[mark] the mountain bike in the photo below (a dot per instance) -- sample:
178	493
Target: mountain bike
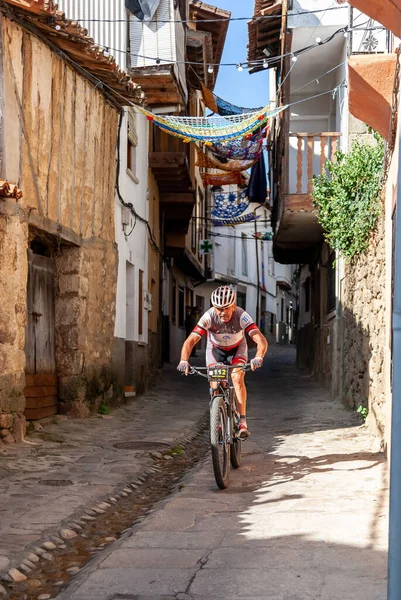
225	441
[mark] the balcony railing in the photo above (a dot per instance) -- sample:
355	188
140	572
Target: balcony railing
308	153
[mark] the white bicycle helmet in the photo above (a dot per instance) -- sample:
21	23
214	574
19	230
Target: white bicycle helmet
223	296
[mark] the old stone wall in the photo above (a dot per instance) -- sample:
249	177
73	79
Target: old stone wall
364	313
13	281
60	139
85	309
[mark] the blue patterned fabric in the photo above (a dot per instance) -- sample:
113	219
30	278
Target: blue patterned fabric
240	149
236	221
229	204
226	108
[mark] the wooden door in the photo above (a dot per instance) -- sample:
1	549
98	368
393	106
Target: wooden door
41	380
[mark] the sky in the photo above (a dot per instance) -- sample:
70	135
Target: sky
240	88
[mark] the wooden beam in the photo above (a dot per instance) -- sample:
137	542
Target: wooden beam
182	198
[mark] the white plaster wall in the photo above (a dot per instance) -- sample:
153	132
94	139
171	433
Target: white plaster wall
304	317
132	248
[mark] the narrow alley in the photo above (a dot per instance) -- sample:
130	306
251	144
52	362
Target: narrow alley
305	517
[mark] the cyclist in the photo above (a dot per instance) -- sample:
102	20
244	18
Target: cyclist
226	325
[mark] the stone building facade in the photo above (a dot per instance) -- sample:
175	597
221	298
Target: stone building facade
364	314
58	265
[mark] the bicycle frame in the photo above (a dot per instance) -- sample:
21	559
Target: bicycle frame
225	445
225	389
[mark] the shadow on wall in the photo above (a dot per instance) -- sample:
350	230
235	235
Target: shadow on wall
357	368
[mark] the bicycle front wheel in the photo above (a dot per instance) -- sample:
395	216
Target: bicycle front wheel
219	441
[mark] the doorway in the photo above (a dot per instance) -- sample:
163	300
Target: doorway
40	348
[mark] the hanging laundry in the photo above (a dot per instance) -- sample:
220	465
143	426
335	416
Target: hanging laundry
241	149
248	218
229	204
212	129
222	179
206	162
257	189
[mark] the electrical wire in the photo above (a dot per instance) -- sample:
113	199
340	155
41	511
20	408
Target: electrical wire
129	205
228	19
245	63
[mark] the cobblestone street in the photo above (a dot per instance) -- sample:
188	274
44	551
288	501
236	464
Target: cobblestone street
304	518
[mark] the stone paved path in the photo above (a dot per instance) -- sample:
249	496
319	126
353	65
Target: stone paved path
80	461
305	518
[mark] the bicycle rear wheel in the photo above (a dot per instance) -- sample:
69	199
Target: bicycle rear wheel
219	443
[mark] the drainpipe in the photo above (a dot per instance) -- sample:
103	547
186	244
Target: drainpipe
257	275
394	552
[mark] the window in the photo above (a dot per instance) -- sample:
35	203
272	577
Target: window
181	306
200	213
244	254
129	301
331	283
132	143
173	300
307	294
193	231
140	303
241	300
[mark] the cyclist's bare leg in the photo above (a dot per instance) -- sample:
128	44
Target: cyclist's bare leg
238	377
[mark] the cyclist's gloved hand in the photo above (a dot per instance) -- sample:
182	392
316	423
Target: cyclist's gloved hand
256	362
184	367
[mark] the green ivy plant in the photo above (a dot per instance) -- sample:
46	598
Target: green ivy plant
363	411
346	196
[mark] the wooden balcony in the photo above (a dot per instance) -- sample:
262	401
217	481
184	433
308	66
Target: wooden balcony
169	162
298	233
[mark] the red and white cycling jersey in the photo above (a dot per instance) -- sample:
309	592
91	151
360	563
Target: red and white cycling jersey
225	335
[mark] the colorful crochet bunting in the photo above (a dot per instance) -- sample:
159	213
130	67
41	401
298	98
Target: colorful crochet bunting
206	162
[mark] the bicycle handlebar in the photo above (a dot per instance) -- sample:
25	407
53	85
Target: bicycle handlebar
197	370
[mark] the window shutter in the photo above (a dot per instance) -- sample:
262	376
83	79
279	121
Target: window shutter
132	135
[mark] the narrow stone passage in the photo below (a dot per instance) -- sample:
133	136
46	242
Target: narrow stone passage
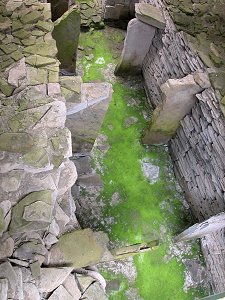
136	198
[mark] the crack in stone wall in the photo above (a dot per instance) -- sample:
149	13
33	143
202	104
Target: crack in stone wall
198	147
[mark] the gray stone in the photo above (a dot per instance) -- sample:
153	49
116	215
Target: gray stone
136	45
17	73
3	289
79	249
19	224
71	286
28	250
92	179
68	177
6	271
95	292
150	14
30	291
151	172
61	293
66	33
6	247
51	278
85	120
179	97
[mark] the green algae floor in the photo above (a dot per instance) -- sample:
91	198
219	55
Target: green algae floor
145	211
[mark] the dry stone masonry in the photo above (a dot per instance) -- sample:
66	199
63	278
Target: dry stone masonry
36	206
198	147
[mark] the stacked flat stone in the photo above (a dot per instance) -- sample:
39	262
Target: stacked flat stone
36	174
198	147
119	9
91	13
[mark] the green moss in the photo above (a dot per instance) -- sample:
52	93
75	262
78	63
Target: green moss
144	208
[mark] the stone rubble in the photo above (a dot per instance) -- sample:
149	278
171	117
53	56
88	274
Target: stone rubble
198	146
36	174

━━━━━━━━

* [Exercise brief]: Leaving aside the images, write out the entries above word for word.

* [Complete answer]:
[mark] the mountain bike in the photo below (a dot per instance) -- sample:
178	493
Target: mountain bike
225	441
[mark] the balcony railing in the photo above (a dot per instance) -- sample:
355	188
140	572
Target: balcony railing
308	153
[mark] the white bicycle helmet in the photo above (a dot per instance) -- sample:
21	23
214	574
19	230
Target: white bicycle helmet
223	296
[mark] the old stone wall in the photo above (a dot per instance) -- sample:
249	177
73	79
Target: old stone wall
364	313
13	281
60	139
85	309
[mark] the blue patterned fabric in the photo above (a dot per instance) -- sample:
113	219
30	278
Target: blue patterned fabric
240	149
236	221
229	204
226	108
[mark] the wooden door in the photo above (a dot per instance) -- sample:
1	549
98	368
393	106
Target: wooden door
41	380
[mark] the sky in the photo above (a dot per instance) -- sample:
70	135
Target: sky
240	88
[mark] the wooden beam in the photo above (a dot per instance) -- sample:
137	542
Target: wooden beam
182	198
[mark] the white plaster wall in the photo above (a dot per instance) -- sample:
153	132
94	139
171	433
Target: white plaster wall
304	317
132	248
[mark] the narrow alley in the photo above (a dot per instance) -- sample:
130	306
251	144
52	362
Target: narrow alley
305	517
[mark] the cyclist in the photo above (a dot per instance) -- sample:
102	20
244	18
Target: cyclist
226	325
[mark] the stone building facade in the photo above (a dot per instance) -- sample:
175	597
221	298
Target: stone building facade
364	314
58	265
[mark] the bicycle frame in the photo above (a dot per instance) -- sample:
21	559
Target: bicycle frame
225	445
225	389
[mark] the shadow on wall in the photo above (a dot per instance) -- sample:
350	230
235	235
Target: shadow on wall
357	368
[mark] the bicycle front wheel in the photo above (a dot per instance) -- sample:
395	216
Target: bicycle front wheel
219	441
[mark] the doorway in the photo above (a dot per instance) -- sample:
163	300
Target: doorway
40	348
[mark] the hanging laundry in the photo above (a dot per instance) -- sample:
220	465
143	426
335	416
Target: hanging laundry
241	149
248	218
229	204
212	129
222	179
206	162
257	189
[mark] the electrical wire in the photo above (a dot per instance) -- sample:
113	199
340	155
41	511
20	408
Target: electrical wire
129	205
228	19
245	63
[mark] the cobblestone street in the photo above (a dot per instance) -- sample:
188	274
44	551
288	501
236	464
Target: cobblestone street
304	518
[mark] the stone paved path in the photo above (a dot per instance) -- sample:
249	496
319	126
353	65
Target: stone paved path
80	461
305	518
[mark] the bicycle rear wheel in the photo above (a dot per instance) -- sample:
69	199
Target: bicycle rear wheel
219	443
[mark] the drainpipe in the photo above (a dot per instance) -- sample:
103	547
186	244
Target: drainpipe
257	275
394	552
[mark] the window in the photo above (a dot per instance) -- sample:
35	203
272	577
Target: window
181	306
200	213
244	254
129	301
331	283
132	143
173	300
307	294
193	231
140	303
241	300
[mark] the cyclist's bare leg in the photo above (a dot per instance) -- sample:
128	44
Target: cyclist's bare leg
238	377
[mark] the cyclist's gloved hand in the photo above (a dot per instance) -- sample:
182	392
316	423
Target: cyclist's gloved hand
256	362
184	367
[mark] the green ivy plant in the photo above (a dot per instance) -- sample:
46	598
Target: green ivy plant
363	411
346	196
[mark] the wooden balcony in the photo above (a dot per instance) -- sample:
262	401
217	481
184	433
308	66
Target: wooden balcony
169	162
298	233
[mark] the red and white cycling jersey in the photo above (a dot per instance) -- sample:
309	592
91	151
360	563
Target: red and white cycling jersey
225	335
[mark] the colorful crochet bunting in the photo above (a dot per instance) -- sample:
159	213
130	67
41	401
298	98
Target: colorful crochet bunting
206	162
[mark] the bicycle handlebar in the photo above (a dot per instance) -- sample:
25	407
53	85
Target: bicycle handlebar
197	370
[mark] the window shutter in the photo above (a dot per instance) -- sample:
262	376
83	79
279	121
Target: window shutter
132	135
[mark] the narrow stone passage in the photo below (a dot per instance) -- sample:
133	136
46	242
Target: narrow stone passage
136	198
[mark] the crack in stone wall in the photo above (a dot per instance) -- sample:
149	13
33	143
202	104
Target: crack in stone wall
198	147
[mark] the gray stone in the photo above (a dot per instance) -- sample:
153	49
116	215
Target: gray stone
136	45
17	73
3	289
79	249
19	224
71	286
28	250
92	179
68	177
6	271
95	292
150	14
30	291
151	172
61	293
66	33
6	247
51	278
85	120
179	97
[mark] the green algae floor in the photo above (a dot per instance) -- sample:
91	198
219	55
Target: green algae floor
145	211
[mark] the dry stone masonry in the photo above (a dot per instance) -- sample:
66	199
63	278
Target: dry stone masonry
36	206
198	147
[mark] the stacked flat stone in the photo above (a dot per instance) -- sample:
39	262
Target: stacked flat stone
36	174
198	147
119	9
91	13
[mark] the green moss in the photo above (a dot per instance) -- sample:
52	93
75	262
78	63
Target: green moss
144	208
[mark] the stone rubble in the photo above (a dot per instance) -- sample:
149	278
171	117
53	56
88	274
Target: stone rubble
198	146
36	174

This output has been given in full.